# [What to work on]
Where a line below holds the string "simplified", that line goes into the answer.

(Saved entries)
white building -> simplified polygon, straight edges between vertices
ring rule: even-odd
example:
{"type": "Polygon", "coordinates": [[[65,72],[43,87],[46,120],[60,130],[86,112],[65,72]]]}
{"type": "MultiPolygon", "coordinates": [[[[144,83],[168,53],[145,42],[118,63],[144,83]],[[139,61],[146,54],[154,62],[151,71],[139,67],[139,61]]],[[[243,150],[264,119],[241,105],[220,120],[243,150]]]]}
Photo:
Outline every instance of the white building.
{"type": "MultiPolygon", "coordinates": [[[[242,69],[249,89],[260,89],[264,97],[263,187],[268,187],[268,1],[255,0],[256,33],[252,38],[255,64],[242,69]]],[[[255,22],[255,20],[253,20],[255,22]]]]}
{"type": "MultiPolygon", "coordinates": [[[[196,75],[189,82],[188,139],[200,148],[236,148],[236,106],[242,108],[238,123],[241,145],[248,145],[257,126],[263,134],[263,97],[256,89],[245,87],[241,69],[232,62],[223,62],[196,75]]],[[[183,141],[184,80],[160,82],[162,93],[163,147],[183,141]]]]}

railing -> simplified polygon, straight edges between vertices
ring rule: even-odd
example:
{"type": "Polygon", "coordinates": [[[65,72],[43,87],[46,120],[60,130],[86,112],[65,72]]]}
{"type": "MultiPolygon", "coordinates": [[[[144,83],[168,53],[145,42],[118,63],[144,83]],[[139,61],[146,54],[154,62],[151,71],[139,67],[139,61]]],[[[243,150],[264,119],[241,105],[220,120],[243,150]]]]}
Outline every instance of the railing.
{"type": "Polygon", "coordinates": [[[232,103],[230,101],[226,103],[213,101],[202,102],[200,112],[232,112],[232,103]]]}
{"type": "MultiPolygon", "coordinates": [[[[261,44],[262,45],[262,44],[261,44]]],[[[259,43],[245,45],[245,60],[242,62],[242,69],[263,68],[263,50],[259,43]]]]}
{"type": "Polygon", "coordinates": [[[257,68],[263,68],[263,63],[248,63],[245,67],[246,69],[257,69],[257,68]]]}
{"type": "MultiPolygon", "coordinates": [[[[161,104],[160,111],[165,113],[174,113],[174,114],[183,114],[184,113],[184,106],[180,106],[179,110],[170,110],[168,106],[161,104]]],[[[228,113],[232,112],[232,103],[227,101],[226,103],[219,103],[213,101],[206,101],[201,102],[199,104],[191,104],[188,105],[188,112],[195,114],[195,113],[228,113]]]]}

# [Result below]
white building -> simplified polygon, straight edges between vertices
railing -> simplified polygon, straight edges between vertices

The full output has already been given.